#### [EXERCISE PASSAGE]
= Beginning of Section =
Medical Debt and Credit Scores
Should medical debt be treated like just any old debt? Or should it have a special designation when computing a credit score?
A study from the research organization Demos advocates a special designation that would cause less negative impact on a credit score for medical debt than for other kinds of debt. The 2007 study documents the effects of medical debt on lower and middle income American families.
The failure to draw a distinction between a one-time unlucky bout with medical expenses and less responsible consumer debt means perfectly reliable people have unnecessary trouble with buying homes, starting businesses, and taking on other projects.
"American families are running out of options and turning to credit cards to meet necessary medical expenses," said Cindy Zeldin, report co-author and Federal Affairs Coordinator for the Economic Opportunity Program at Demos. "Congress should address this new and serious consequence of our nation's growing health care crisis before more families go into debt, and risk their financial stability, to get the medical care they need."
The study found that 29 percent of low to middle income households have debt from medical expenses, with 69 percent reporting a major medical expense. Those families had 46 percent more debt than indebted households that had no medical debt.
The study’s other recommendations include limiting medical providers from offering financial arrangements, raise oversight over medical credit cards and lines of credit, and other measures.
Peggie Sherry, a person who survived a bout with cancer, said the study hit the spot.
= End of Section =
#### [SOURCE INFORMATION]
= Beginning of Section =
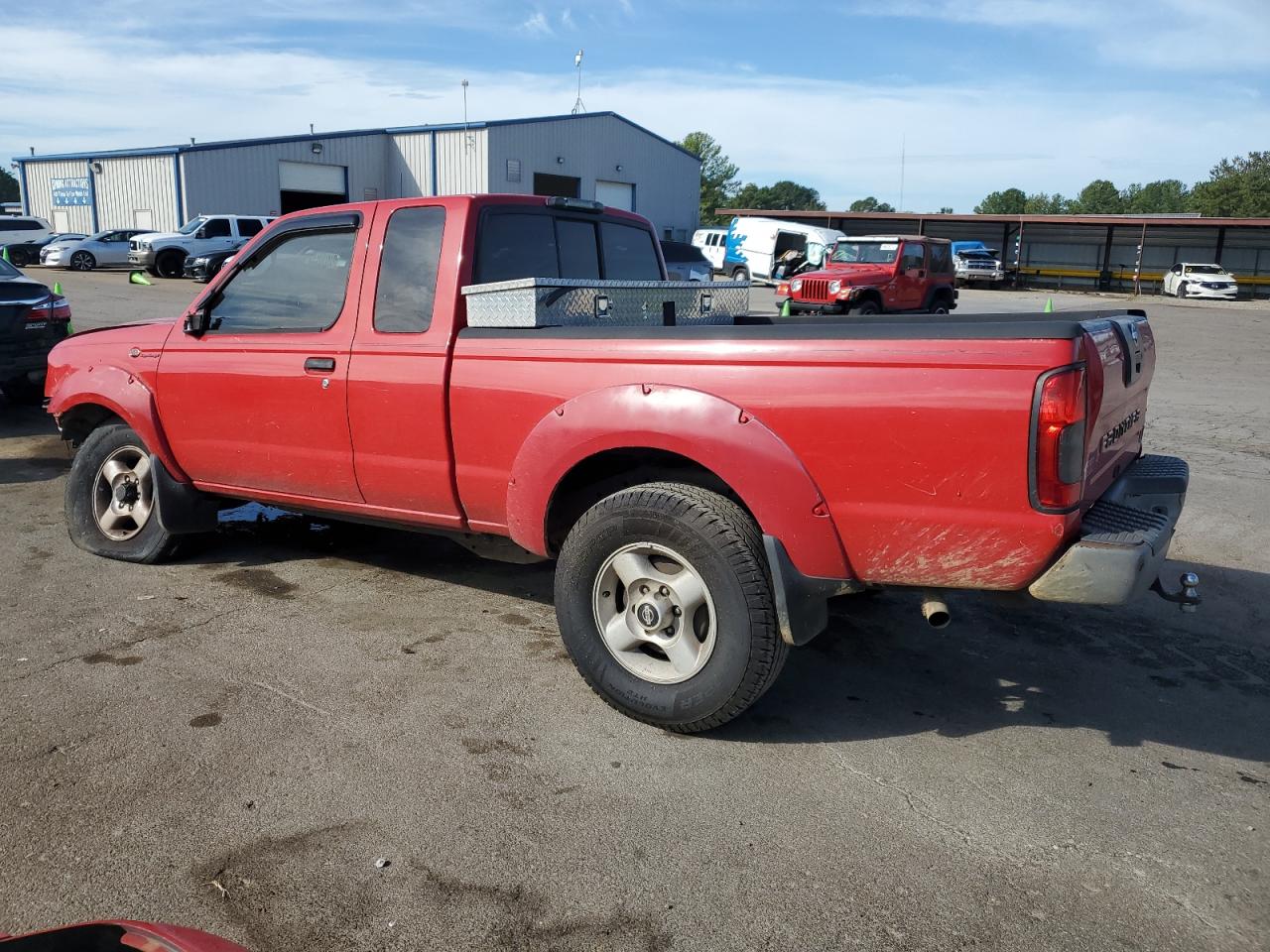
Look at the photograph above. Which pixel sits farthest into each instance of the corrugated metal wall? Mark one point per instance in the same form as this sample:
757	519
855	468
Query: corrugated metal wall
244	179
144	182
40	191
667	180
408	166
462	162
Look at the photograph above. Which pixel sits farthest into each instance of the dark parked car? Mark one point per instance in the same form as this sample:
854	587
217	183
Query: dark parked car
685	262
28	252
32	318
206	267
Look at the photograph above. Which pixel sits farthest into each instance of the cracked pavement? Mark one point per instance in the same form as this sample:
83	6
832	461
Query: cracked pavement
235	739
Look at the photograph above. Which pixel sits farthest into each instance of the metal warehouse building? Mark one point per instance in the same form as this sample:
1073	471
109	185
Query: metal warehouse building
1080	252
588	155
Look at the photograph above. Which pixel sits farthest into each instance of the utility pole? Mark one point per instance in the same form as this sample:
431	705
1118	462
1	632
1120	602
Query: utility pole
576	105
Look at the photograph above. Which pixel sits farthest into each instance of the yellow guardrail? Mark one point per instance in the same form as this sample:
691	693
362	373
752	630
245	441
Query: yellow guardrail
1120	275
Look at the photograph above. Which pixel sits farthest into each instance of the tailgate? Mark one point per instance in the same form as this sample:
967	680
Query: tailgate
1120	358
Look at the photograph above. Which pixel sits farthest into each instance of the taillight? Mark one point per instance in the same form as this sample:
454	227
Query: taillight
= End of Section =
#### [YOUR INSTRUCTIONS]
Based on the medical debt text above, say whether each statement agrees with it, giving yes or no and quoting the deciding words: 1. The Demos study dates from 2007. 2. Cindy Zeldin is named as the report's only author. 3. The study recommends reducing oversight of medical credit cards.

#### [RESPONSE]
1. Yes: "The 2007 study documents the effects of medical debt on lower and middle income American families."
2. No: "report co-author"
3. No: "raise oversight over medical credit cards and lines of credit"